- Instructions to follow:
Restate only the tail of the data below, starting at the line that contains "diver's leg, which" and including the last line, word for word.

- Source data:
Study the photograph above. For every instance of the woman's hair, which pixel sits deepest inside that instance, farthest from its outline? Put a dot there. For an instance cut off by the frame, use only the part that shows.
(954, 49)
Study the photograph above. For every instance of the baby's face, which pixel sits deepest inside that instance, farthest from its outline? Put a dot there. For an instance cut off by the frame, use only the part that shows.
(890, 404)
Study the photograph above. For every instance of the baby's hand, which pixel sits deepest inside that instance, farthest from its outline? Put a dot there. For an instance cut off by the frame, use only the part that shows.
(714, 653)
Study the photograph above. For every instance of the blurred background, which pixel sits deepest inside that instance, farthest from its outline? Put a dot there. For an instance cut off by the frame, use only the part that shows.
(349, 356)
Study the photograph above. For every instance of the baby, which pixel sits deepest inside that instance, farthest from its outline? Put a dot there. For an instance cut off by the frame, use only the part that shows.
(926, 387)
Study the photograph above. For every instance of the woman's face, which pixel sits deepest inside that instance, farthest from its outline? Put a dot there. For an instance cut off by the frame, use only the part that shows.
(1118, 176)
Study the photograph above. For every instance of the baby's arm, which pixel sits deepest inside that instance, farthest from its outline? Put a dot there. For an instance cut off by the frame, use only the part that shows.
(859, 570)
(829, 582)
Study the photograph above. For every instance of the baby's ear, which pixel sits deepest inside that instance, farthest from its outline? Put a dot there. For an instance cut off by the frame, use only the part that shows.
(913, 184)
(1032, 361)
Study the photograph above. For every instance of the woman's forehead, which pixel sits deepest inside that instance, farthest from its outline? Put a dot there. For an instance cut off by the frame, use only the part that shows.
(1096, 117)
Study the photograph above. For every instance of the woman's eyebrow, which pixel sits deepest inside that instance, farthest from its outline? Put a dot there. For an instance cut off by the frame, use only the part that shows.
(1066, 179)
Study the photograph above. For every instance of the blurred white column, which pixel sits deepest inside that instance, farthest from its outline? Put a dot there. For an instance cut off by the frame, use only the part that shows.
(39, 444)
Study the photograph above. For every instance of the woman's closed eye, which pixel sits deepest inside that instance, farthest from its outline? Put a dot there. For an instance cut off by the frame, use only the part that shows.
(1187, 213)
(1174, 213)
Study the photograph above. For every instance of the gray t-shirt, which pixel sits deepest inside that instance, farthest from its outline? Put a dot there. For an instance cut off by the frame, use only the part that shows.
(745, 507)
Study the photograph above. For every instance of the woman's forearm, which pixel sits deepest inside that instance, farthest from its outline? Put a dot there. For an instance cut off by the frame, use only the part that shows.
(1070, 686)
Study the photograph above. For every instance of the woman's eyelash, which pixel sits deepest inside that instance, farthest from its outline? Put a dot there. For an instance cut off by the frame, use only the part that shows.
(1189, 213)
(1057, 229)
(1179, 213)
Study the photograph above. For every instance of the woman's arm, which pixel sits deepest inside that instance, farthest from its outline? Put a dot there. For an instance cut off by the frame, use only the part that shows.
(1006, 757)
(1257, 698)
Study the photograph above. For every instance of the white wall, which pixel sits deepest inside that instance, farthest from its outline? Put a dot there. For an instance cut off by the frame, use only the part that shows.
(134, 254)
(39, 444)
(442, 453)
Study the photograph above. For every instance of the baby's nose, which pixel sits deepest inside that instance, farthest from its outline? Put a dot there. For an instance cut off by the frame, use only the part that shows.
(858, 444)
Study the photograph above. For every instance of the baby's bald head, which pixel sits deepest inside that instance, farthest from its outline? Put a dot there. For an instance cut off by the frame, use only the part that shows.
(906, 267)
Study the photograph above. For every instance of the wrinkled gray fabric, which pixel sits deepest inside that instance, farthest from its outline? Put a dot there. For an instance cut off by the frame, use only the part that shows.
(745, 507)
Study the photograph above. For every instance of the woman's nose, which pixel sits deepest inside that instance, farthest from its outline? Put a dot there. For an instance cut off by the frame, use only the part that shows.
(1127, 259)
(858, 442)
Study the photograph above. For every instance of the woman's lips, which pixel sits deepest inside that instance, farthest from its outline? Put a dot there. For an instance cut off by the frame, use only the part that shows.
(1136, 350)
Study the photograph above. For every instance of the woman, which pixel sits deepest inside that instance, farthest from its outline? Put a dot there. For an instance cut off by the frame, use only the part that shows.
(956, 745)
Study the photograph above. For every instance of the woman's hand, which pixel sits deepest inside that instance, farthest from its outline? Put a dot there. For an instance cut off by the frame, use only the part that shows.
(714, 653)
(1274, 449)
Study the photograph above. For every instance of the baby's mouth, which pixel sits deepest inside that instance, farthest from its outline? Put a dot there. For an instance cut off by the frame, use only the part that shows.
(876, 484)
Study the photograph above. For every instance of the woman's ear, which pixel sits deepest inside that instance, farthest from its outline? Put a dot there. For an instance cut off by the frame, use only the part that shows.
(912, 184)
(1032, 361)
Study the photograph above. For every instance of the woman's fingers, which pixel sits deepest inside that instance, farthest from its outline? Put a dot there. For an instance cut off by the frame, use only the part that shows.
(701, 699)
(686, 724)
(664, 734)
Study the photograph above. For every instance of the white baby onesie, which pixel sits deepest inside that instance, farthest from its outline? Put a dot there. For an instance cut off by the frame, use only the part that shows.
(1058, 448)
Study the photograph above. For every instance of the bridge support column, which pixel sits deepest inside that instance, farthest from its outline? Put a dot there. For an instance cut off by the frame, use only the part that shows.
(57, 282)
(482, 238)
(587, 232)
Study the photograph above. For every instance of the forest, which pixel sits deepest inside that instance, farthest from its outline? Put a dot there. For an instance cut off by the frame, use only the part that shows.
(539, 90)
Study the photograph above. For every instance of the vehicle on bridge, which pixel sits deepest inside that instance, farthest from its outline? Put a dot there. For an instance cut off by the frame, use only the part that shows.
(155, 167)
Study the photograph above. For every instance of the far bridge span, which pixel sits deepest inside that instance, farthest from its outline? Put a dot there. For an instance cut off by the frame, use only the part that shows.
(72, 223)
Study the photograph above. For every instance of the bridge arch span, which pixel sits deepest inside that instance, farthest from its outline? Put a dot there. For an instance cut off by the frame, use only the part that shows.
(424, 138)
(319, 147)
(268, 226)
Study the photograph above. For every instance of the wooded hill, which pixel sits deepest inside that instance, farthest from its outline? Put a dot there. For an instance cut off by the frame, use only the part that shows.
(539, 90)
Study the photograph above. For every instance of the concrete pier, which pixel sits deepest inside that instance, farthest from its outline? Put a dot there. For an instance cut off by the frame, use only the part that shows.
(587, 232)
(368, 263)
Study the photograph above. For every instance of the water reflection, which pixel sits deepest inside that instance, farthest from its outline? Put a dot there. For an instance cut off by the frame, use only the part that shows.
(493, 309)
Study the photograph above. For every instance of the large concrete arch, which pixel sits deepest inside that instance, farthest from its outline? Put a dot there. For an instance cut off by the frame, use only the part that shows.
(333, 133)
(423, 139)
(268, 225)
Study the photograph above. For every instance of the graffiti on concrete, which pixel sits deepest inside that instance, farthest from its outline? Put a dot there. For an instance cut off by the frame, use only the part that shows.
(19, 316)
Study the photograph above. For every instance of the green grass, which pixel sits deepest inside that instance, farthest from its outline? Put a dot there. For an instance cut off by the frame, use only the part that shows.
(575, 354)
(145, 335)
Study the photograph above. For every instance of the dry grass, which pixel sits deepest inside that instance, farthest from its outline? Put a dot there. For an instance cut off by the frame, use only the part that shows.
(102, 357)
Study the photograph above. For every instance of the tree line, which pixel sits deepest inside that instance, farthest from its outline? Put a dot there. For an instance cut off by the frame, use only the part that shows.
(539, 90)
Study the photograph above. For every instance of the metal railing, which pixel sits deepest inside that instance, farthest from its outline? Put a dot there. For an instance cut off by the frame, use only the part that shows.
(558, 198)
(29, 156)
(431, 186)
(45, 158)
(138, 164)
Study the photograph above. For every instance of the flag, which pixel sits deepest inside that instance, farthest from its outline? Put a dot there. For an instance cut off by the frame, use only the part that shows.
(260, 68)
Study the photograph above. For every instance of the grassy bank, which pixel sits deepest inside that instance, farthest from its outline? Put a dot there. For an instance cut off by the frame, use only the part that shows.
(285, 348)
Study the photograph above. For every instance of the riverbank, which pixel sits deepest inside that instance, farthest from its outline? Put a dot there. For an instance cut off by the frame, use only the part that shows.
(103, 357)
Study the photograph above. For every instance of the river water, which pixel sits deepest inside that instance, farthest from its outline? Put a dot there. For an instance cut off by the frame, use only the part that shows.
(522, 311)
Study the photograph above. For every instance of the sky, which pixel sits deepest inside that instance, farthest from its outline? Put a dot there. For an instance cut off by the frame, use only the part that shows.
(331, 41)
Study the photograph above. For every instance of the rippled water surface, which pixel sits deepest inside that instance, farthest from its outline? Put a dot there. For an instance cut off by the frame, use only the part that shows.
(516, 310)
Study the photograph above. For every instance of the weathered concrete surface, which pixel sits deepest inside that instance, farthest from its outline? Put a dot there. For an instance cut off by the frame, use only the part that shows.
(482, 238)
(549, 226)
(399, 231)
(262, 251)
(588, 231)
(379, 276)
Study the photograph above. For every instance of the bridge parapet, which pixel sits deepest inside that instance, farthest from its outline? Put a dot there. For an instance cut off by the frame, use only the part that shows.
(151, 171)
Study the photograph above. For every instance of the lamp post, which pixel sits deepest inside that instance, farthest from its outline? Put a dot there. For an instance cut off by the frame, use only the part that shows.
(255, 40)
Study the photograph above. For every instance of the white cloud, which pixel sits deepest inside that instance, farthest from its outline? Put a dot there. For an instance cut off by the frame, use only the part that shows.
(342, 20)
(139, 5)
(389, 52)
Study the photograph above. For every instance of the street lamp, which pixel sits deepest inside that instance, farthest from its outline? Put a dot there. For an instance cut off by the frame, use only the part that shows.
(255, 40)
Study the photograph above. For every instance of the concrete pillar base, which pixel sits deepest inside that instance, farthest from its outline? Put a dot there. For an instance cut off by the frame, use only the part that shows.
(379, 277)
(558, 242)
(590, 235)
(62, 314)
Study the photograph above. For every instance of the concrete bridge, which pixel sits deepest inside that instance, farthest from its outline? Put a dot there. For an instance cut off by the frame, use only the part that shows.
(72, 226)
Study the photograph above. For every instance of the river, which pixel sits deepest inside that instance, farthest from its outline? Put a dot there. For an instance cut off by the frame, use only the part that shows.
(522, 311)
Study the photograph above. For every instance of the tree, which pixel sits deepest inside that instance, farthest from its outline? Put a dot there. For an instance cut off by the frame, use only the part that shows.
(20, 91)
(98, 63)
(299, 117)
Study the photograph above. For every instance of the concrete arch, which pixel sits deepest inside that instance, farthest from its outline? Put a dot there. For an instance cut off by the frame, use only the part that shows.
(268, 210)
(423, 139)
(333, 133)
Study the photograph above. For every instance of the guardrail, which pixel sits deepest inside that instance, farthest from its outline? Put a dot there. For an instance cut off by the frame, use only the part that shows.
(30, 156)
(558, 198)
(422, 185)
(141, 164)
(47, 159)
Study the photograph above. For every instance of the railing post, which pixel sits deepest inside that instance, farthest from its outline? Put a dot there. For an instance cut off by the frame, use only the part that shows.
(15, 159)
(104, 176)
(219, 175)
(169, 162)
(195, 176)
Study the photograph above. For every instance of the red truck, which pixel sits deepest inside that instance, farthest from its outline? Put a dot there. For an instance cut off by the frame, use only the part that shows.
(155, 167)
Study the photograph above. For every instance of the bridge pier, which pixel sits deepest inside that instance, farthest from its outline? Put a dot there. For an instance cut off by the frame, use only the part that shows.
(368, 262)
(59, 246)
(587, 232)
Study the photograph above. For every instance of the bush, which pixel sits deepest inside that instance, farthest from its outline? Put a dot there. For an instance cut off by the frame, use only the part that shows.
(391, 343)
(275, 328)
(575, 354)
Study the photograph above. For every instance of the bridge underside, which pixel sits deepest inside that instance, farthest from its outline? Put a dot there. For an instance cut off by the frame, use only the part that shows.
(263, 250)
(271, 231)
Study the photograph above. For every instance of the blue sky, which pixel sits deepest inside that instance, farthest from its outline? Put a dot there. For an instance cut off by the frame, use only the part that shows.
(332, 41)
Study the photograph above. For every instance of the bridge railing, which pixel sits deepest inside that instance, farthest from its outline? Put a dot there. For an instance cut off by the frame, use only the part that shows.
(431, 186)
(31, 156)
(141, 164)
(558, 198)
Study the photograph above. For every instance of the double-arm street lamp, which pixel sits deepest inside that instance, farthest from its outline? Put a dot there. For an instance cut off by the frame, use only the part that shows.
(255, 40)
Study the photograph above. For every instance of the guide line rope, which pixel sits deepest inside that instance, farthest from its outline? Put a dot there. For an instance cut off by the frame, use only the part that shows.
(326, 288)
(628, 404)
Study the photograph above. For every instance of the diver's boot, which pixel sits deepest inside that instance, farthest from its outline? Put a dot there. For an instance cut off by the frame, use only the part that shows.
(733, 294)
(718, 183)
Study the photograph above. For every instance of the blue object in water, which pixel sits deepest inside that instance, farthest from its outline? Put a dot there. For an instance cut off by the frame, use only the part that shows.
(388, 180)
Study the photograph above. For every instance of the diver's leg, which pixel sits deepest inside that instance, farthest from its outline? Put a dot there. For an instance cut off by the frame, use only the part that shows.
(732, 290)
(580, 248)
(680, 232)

- Exercise response:
Study the photograph above. For every instance of the diver's leg, which pixel sits deepest inside that instance, farthest from its outline? Put a dot there. For an instance cut off by the frame, use only the part that shows.
(732, 290)
(580, 248)
(680, 232)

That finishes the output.